* Task set:
A. From the forum thread about finding a kenpo school in Northeast Ohio, extract the passage from "# Looking for" up to and including "from the bad.".
B. Write the next reply in the forum thread about finding a kenpo school near Canton, Ohio, picking up after its last post.

* Source excerpt:
■ ■ ■ ■ ■ ■ ■

# Looking for a school in Northeast Ohio



## dppar (Mar 6, 2011)

Hi all! I am a new poster, however I have been lurking around for a while. I've been interested in kenpo for a while now, and am finally at a point where I can actually do something about it and start training!  I am looking for a school in Northeast Ohio, I actually live in Canton. If anyone has any suggestions on a good school that would be great! I am trying to find something fairly close to the Canton area as I really want to dedicate myself to training, and a long drive is a sure fire way to interfere with that.

Thanks for any help anyone can give me. I have found a couple of places in the area, but being new to all of this, I was hoping someone might already know of a good school, since at this point I don't know how to weed out the good from the bad.


----------



## jfarnsworth (Mar 12, 2011)

I'm sorry but I don't know any in that area. I teach in Lexington which would be a drive for you. Mr. Doyle is quite north of you as well. Unfortunately you are in between anybody I personally know. Take a look at the thread I started & hopefully that will help with your question.

■ ■ ■ ■ ■ ■ ■

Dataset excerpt

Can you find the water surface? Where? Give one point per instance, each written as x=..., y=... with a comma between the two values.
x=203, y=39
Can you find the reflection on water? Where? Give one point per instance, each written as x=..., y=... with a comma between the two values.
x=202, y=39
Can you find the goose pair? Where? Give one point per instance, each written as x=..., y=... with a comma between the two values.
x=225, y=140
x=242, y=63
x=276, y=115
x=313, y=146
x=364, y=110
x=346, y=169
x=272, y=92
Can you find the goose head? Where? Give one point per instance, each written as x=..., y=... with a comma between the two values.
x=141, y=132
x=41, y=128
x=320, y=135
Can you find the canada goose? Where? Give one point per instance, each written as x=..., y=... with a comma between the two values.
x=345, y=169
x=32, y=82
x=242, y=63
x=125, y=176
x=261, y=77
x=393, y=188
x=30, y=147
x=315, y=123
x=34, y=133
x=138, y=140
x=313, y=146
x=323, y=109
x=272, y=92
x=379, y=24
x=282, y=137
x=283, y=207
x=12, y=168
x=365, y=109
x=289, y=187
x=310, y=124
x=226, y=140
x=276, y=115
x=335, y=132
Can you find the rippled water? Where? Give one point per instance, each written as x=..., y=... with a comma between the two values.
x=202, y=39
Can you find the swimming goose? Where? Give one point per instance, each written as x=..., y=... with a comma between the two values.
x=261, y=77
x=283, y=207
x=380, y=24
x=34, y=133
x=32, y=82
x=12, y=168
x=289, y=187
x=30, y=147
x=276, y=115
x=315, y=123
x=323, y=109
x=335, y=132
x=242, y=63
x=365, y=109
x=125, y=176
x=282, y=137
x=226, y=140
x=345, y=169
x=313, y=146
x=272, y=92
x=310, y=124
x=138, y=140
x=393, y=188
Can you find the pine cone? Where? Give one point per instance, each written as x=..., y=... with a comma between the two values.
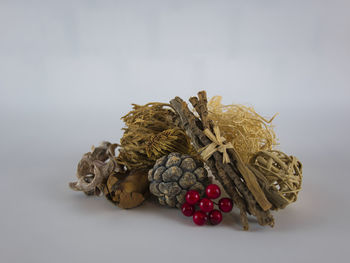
x=173, y=175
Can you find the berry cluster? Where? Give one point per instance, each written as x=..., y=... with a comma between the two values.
x=206, y=210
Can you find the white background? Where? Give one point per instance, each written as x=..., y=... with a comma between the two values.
x=70, y=69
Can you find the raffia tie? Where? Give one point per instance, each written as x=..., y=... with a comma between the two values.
x=218, y=144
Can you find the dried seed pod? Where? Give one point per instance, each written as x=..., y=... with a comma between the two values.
x=173, y=175
x=93, y=170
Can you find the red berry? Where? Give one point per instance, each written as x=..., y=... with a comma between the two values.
x=225, y=205
x=187, y=209
x=213, y=191
x=206, y=205
x=192, y=197
x=199, y=218
x=215, y=217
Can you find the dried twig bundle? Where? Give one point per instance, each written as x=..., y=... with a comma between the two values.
x=243, y=127
x=238, y=181
x=150, y=133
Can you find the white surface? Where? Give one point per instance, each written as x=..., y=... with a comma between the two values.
x=70, y=69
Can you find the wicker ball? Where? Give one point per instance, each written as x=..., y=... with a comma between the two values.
x=173, y=175
x=280, y=176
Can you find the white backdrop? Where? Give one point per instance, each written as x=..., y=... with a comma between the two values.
x=70, y=69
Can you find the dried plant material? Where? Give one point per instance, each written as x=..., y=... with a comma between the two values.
x=280, y=176
x=127, y=189
x=150, y=133
x=243, y=127
x=175, y=174
x=93, y=170
x=218, y=144
x=228, y=174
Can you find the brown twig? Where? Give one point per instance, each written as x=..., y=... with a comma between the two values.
x=229, y=175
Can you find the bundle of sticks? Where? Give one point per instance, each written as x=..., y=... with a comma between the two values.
x=235, y=176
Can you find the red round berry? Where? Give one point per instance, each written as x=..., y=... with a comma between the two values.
x=199, y=218
x=192, y=197
x=187, y=209
x=213, y=191
x=215, y=217
x=225, y=205
x=206, y=205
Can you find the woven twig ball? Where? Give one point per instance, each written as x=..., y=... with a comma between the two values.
x=279, y=175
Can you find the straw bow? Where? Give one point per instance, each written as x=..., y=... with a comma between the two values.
x=218, y=144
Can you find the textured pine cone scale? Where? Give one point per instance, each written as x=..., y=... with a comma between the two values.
x=173, y=175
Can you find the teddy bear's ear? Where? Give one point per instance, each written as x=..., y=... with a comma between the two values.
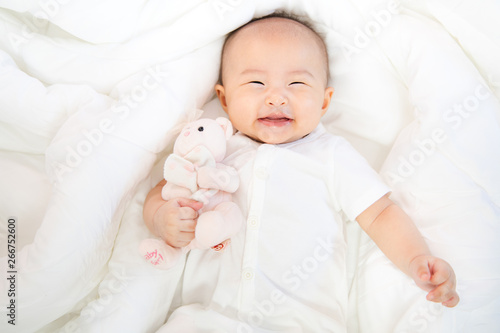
x=226, y=126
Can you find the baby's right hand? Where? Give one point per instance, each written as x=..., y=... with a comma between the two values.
x=175, y=221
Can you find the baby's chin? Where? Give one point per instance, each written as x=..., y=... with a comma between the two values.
x=272, y=138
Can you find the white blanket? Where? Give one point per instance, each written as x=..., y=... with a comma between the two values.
x=90, y=95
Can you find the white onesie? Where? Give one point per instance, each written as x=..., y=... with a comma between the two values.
x=286, y=271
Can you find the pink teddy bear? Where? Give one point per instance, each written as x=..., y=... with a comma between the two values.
x=195, y=171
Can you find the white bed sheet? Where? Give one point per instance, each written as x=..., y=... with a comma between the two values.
x=89, y=95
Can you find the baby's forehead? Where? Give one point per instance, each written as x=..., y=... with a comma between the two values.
x=272, y=29
x=275, y=26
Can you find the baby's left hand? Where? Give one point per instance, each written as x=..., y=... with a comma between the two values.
x=437, y=277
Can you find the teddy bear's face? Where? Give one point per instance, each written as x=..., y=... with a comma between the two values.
x=203, y=132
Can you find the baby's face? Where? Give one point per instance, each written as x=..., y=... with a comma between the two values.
x=274, y=81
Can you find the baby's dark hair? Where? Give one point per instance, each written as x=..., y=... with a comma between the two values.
x=278, y=14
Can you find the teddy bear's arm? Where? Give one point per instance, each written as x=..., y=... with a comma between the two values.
x=221, y=177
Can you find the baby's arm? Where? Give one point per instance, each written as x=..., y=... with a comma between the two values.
x=173, y=220
x=396, y=235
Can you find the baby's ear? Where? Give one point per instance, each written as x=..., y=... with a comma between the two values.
x=226, y=125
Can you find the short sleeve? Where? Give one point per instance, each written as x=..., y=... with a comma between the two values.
x=356, y=185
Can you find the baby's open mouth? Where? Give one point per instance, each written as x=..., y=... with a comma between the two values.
x=275, y=120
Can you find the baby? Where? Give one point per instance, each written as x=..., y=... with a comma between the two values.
x=286, y=271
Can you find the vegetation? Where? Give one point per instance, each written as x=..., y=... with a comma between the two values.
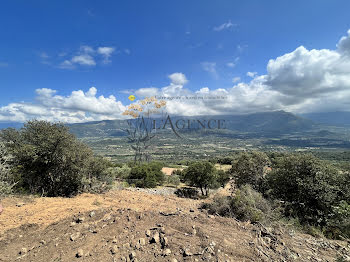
x=201, y=175
x=50, y=161
x=246, y=204
x=249, y=168
x=146, y=175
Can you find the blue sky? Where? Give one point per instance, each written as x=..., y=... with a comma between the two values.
x=120, y=47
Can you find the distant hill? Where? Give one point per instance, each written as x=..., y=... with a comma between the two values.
x=277, y=122
x=330, y=118
x=10, y=124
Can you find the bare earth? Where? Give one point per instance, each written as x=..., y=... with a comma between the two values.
x=61, y=229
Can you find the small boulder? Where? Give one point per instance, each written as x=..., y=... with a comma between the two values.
x=80, y=253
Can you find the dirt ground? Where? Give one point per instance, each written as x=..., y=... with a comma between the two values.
x=124, y=225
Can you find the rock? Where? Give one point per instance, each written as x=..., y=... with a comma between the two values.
x=155, y=238
x=187, y=252
x=43, y=242
x=126, y=245
x=167, y=252
x=80, y=253
x=23, y=251
x=142, y=241
x=80, y=219
x=164, y=242
x=132, y=255
x=75, y=236
x=114, y=249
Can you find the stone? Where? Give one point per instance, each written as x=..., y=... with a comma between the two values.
x=155, y=238
x=43, y=242
x=132, y=255
x=164, y=241
x=23, y=251
x=142, y=241
x=114, y=249
x=167, y=252
x=187, y=252
x=75, y=236
x=80, y=253
x=126, y=245
x=80, y=219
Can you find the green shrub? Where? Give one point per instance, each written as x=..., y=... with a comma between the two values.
x=201, y=175
x=122, y=172
x=147, y=175
x=249, y=168
x=246, y=204
x=173, y=180
x=50, y=161
x=308, y=186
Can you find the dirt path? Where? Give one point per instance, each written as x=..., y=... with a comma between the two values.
x=125, y=225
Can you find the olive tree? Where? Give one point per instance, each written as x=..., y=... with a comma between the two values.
x=50, y=161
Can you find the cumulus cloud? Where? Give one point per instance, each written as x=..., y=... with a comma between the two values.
x=106, y=52
x=300, y=81
x=252, y=74
x=88, y=56
x=210, y=67
x=178, y=79
x=79, y=106
x=224, y=26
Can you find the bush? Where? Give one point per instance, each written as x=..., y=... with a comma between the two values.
x=147, y=175
x=246, y=204
x=6, y=179
x=187, y=192
x=173, y=180
x=308, y=186
x=249, y=168
x=201, y=175
x=121, y=172
x=222, y=177
x=48, y=160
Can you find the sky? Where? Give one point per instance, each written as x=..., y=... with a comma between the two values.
x=78, y=61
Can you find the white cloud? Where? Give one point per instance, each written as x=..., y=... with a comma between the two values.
x=252, y=74
x=84, y=59
x=224, y=26
x=106, y=52
x=79, y=106
x=210, y=67
x=88, y=56
x=178, y=79
x=236, y=79
x=300, y=81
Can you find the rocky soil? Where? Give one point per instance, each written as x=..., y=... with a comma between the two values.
x=142, y=226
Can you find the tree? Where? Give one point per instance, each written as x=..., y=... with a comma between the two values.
x=201, y=175
x=6, y=179
x=147, y=175
x=249, y=168
x=309, y=187
x=50, y=161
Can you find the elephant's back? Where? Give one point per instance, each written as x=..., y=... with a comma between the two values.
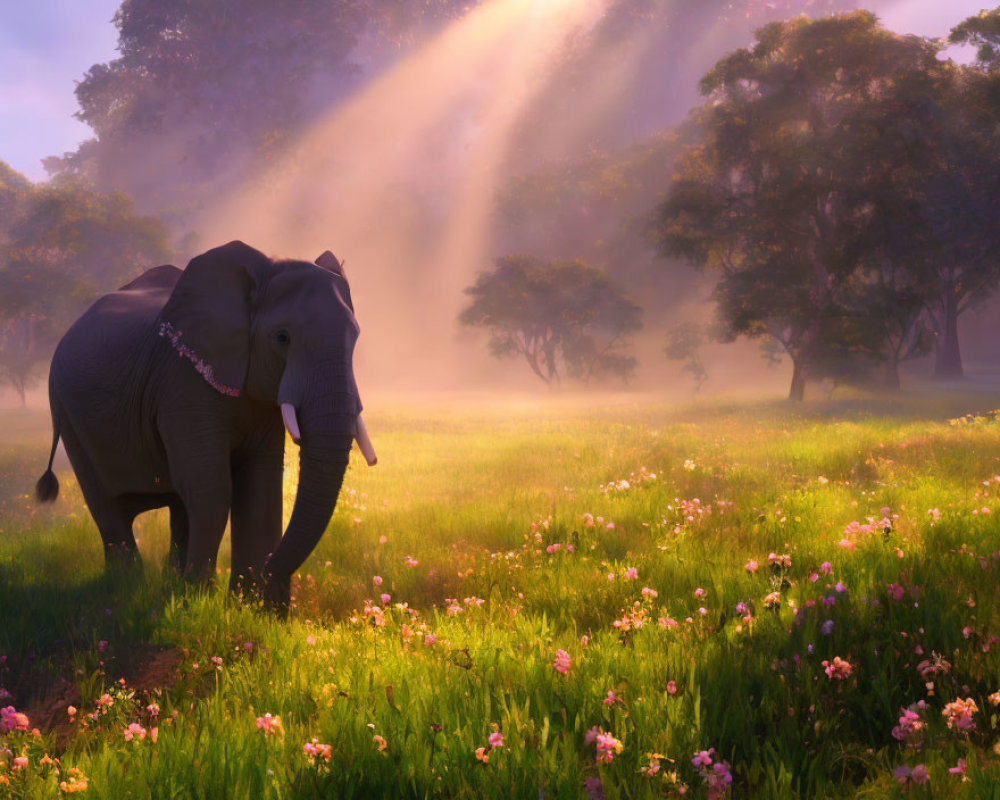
x=112, y=336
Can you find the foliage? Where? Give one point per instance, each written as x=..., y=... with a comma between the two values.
x=559, y=315
x=858, y=532
x=983, y=33
x=200, y=90
x=684, y=343
x=60, y=246
x=824, y=190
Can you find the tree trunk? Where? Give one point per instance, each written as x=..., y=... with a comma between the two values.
x=947, y=355
x=890, y=375
x=797, y=392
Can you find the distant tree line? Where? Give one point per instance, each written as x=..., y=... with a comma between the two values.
x=841, y=186
x=61, y=245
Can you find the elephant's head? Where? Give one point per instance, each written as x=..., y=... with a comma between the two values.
x=281, y=333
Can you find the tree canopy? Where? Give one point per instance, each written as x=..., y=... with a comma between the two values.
x=199, y=90
x=561, y=316
x=61, y=245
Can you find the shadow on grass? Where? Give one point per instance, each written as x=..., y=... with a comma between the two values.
x=55, y=635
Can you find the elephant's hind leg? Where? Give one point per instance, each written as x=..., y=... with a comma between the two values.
x=112, y=515
x=179, y=530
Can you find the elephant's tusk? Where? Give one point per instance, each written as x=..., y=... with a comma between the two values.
x=291, y=423
x=365, y=443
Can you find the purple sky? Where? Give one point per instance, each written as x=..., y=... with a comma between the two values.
x=47, y=45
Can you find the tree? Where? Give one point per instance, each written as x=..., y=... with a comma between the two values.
x=201, y=90
x=61, y=245
x=770, y=197
x=560, y=316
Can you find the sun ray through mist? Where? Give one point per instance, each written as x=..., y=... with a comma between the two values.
x=401, y=180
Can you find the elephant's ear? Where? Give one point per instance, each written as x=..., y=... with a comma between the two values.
x=207, y=318
x=331, y=264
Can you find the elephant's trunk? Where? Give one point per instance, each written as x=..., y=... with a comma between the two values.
x=326, y=446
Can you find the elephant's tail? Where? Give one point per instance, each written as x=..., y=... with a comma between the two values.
x=47, y=488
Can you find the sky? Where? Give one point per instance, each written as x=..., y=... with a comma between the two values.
x=48, y=45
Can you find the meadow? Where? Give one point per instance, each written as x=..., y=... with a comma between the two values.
x=542, y=599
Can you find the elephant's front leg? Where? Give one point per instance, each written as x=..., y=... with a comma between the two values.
x=256, y=517
x=198, y=454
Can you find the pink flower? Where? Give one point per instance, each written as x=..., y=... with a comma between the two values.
x=562, y=662
x=838, y=669
x=607, y=748
x=13, y=720
x=134, y=731
x=959, y=714
x=269, y=724
x=316, y=749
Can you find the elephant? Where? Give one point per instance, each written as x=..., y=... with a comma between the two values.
x=176, y=392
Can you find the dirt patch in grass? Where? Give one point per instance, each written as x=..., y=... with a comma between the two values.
x=147, y=668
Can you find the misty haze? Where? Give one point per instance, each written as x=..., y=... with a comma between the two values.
x=521, y=398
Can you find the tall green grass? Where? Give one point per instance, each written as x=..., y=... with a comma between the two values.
x=494, y=503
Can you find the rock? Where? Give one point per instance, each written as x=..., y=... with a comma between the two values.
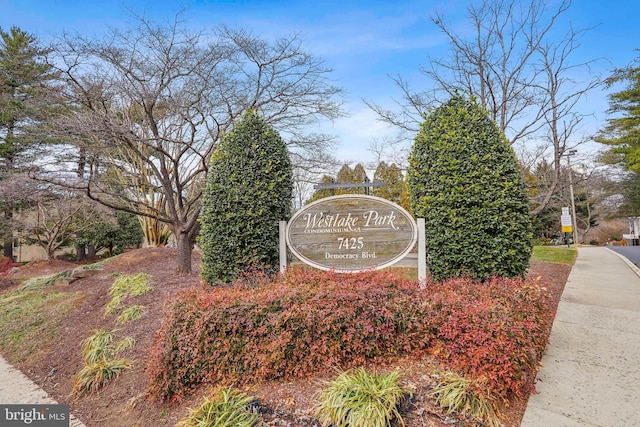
x=80, y=273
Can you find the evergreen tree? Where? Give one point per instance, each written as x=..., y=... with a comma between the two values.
x=24, y=77
x=622, y=134
x=464, y=180
x=622, y=131
x=248, y=190
x=359, y=176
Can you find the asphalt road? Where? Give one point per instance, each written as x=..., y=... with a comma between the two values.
x=632, y=253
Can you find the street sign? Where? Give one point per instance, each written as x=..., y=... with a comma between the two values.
x=565, y=221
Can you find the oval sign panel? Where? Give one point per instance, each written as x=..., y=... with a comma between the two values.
x=351, y=233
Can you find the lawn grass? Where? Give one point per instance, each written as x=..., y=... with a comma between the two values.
x=556, y=254
x=31, y=321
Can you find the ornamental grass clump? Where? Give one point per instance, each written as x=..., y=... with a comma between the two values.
x=128, y=285
x=225, y=408
x=130, y=314
x=467, y=397
x=98, y=352
x=361, y=399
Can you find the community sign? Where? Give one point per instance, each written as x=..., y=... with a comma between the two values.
x=351, y=233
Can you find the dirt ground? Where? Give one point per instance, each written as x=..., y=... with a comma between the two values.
x=123, y=402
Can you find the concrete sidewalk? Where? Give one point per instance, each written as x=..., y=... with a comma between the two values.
x=591, y=371
x=16, y=388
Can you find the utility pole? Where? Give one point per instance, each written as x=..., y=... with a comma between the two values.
x=573, y=203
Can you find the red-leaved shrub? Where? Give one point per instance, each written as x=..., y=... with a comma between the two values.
x=307, y=321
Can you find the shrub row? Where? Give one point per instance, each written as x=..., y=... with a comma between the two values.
x=307, y=321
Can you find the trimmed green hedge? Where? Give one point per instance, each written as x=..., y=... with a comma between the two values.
x=249, y=187
x=464, y=179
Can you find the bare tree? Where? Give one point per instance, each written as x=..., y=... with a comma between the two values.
x=159, y=97
x=52, y=221
x=517, y=67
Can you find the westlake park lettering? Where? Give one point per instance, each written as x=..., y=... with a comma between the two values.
x=351, y=233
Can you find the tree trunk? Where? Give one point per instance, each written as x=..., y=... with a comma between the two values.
x=8, y=242
x=8, y=248
x=81, y=253
x=184, y=253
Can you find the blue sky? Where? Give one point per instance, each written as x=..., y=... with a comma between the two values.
x=364, y=41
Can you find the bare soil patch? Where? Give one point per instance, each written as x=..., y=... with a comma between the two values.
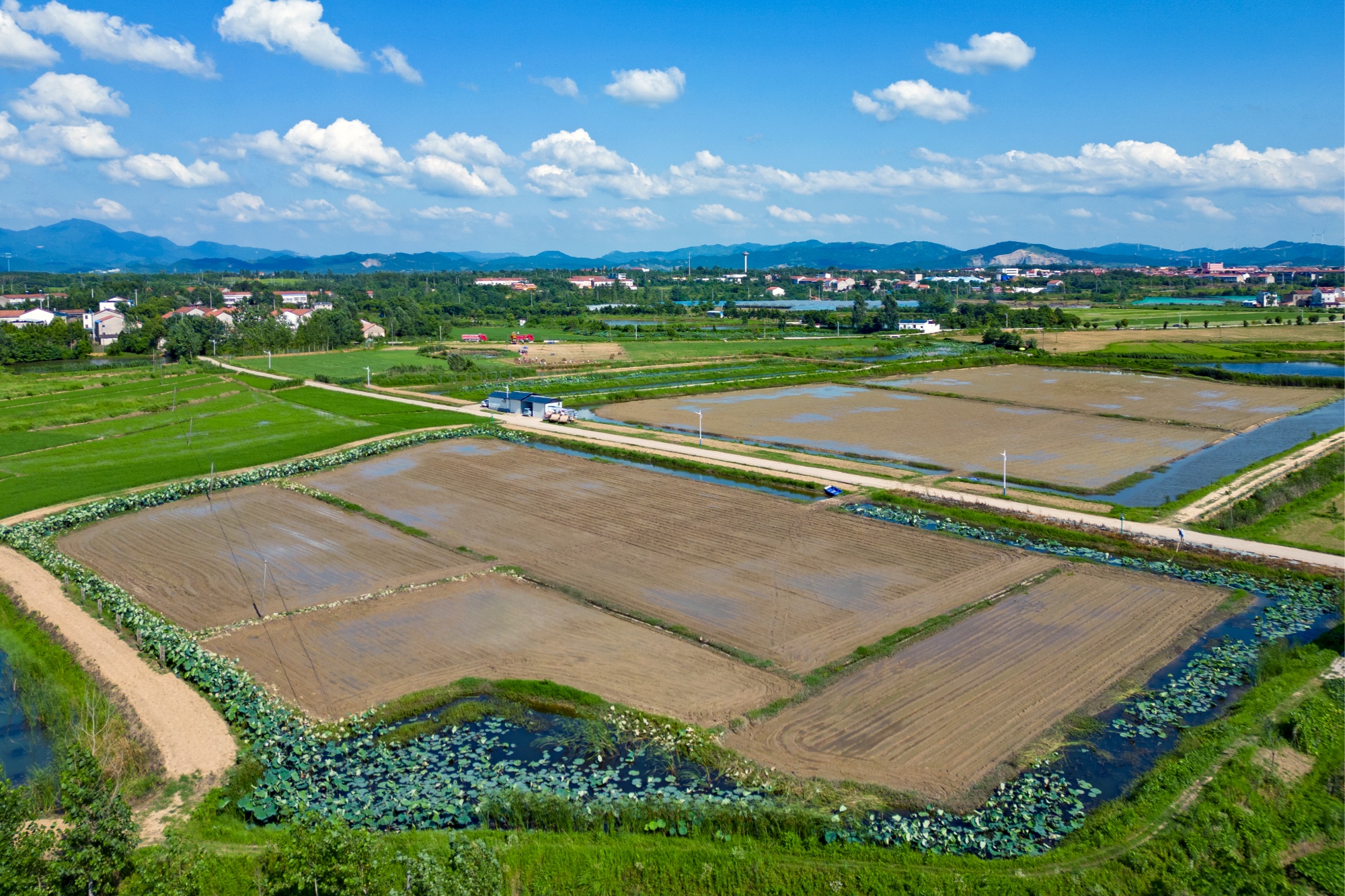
x=942, y=715
x=200, y=561
x=1106, y=392
x=770, y=576
x=189, y=733
x=965, y=436
x=493, y=627
x=1285, y=763
x=1094, y=339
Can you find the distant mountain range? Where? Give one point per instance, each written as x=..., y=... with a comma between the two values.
x=79, y=245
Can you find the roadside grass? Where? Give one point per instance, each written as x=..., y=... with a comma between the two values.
x=231, y=431
x=1234, y=836
x=65, y=702
x=1303, y=510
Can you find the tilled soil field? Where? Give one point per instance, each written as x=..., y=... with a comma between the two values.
x=1108, y=392
x=965, y=436
x=782, y=580
x=200, y=561
x=939, y=716
x=350, y=658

■ ■ ■ ■ ■ ■ ■

* Responses by task:
A.
# Looking for a school in Northeast Ohio



## dppar (Mar 6, 2011)

Hi all! I am a new poster, however I have been lurking around for a while. I've been interested in kenpo for a while now, and am finally at a point where I can actually do something about it and start training!  I am looking for a school in Northeast Ohio, I actually live in Canton. If anyone has any suggestions on a good school that would be great! I am trying to find something fairly close to the Canton area as I really want to dedicate myself to training, and a long drive is a sure fire way to interfere with that.

Thanks for any help anyone can give me. I have found a couple of places in the area, but being new to all of this, I was hoping someone might already know of a good school, since at this point I don't know how to weed out the good from the bad.

B.
----------



## dppar (Mar 14, 2011)

_I did find a school in Massillon. It is called "Kraft's Kenpo". Have you ever heard of it? The instructor is Sifu Joe Kraft. I'm going to go sit and watch a class on Friday and see what it is like_[FONT=arial,helvetica,sans-serif].
[/FONT]


----------



## jfarnsworth (Mar 14, 2011)

I have personally never heard of him. Doesn't mean he is not a good instructor. I looked at his website & to me, it looked very vague. I wish you luck with your pursuit of kenpo.


----------



## dppar (Mar 15, 2011)

Yes that was my main concern was that the information I had (mostly the website) was as you said fairly vague. But I contacted them and will see for myself on Friday when I go check it out. I wish you were a little closer, I checked and you are about an hour and a half from where I live.

Thank you for your help!


----------



## jfarnsworth (Mar 15, 2011)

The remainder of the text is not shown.